# OBJECTIVE
Reproduce every line of the listing below without changing a single character.

# RECORD EXTRACTS
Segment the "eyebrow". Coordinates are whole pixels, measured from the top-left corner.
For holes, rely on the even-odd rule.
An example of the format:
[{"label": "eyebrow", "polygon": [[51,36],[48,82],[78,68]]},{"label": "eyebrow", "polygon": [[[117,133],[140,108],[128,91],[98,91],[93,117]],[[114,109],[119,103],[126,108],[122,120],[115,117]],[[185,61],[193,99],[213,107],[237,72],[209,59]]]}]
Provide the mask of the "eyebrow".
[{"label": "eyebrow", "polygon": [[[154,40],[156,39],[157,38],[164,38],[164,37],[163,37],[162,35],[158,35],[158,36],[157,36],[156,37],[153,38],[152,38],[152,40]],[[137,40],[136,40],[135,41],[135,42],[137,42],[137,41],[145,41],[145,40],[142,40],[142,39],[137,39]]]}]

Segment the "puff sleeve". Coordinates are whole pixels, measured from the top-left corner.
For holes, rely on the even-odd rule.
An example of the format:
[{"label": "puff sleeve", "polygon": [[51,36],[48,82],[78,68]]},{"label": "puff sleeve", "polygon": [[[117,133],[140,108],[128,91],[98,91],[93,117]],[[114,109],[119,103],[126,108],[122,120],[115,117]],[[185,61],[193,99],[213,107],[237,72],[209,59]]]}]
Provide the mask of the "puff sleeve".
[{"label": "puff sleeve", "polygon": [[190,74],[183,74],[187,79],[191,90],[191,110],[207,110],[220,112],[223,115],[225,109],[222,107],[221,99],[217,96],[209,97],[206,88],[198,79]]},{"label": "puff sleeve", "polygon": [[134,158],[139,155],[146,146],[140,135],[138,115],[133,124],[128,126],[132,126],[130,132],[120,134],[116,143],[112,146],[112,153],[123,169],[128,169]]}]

# CORRECT RESULT
Segment the "eyebrow". Coordinates are whole pixels, measured from the top-left corner.
For holes, rely on the even-odd rule.
An example of the format:
[{"label": "eyebrow", "polygon": [[51,36],[48,82],[78,68]]},{"label": "eyebrow", "polygon": [[[117,133],[140,108],[128,91],[98,91],[93,117]],[[114,109],[119,103],[126,108],[122,120],[115,117]],[[185,61],[193,99],[213,107],[237,72],[209,59]]]}]
Provide the mask of the "eyebrow".
[{"label": "eyebrow", "polygon": [[[154,40],[156,39],[157,38],[164,38],[164,37],[163,37],[162,35],[158,35],[158,36],[157,36],[156,37],[153,38],[152,38],[152,40]],[[137,40],[136,40],[135,41],[135,42],[137,42],[137,41],[145,41],[145,40],[142,40],[142,39],[137,39]]]}]

Segment the "puff sleeve". Coordinates are whole pixels, measured from the top-left corner.
For holes, rely on the even-odd rule.
An example of the format:
[{"label": "puff sleeve", "polygon": [[51,36],[48,82],[78,68]]},{"label": "puff sleeve", "polygon": [[[117,133],[140,108],[128,91],[98,91],[93,117]],[[114,109],[119,103],[126,108],[122,120],[115,117]],[[185,61],[193,99],[213,107],[237,72],[209,59]]]}]
Provide the mask of the "puff sleeve".
[{"label": "puff sleeve", "polygon": [[190,74],[183,74],[187,79],[191,90],[191,110],[207,110],[220,112],[223,115],[225,109],[222,107],[221,99],[217,96],[209,97],[206,88],[198,79]]},{"label": "puff sleeve", "polygon": [[134,158],[139,155],[146,146],[140,135],[138,115],[133,124],[128,126],[132,126],[130,132],[120,134],[116,143],[112,146],[112,153],[123,169],[128,169]]}]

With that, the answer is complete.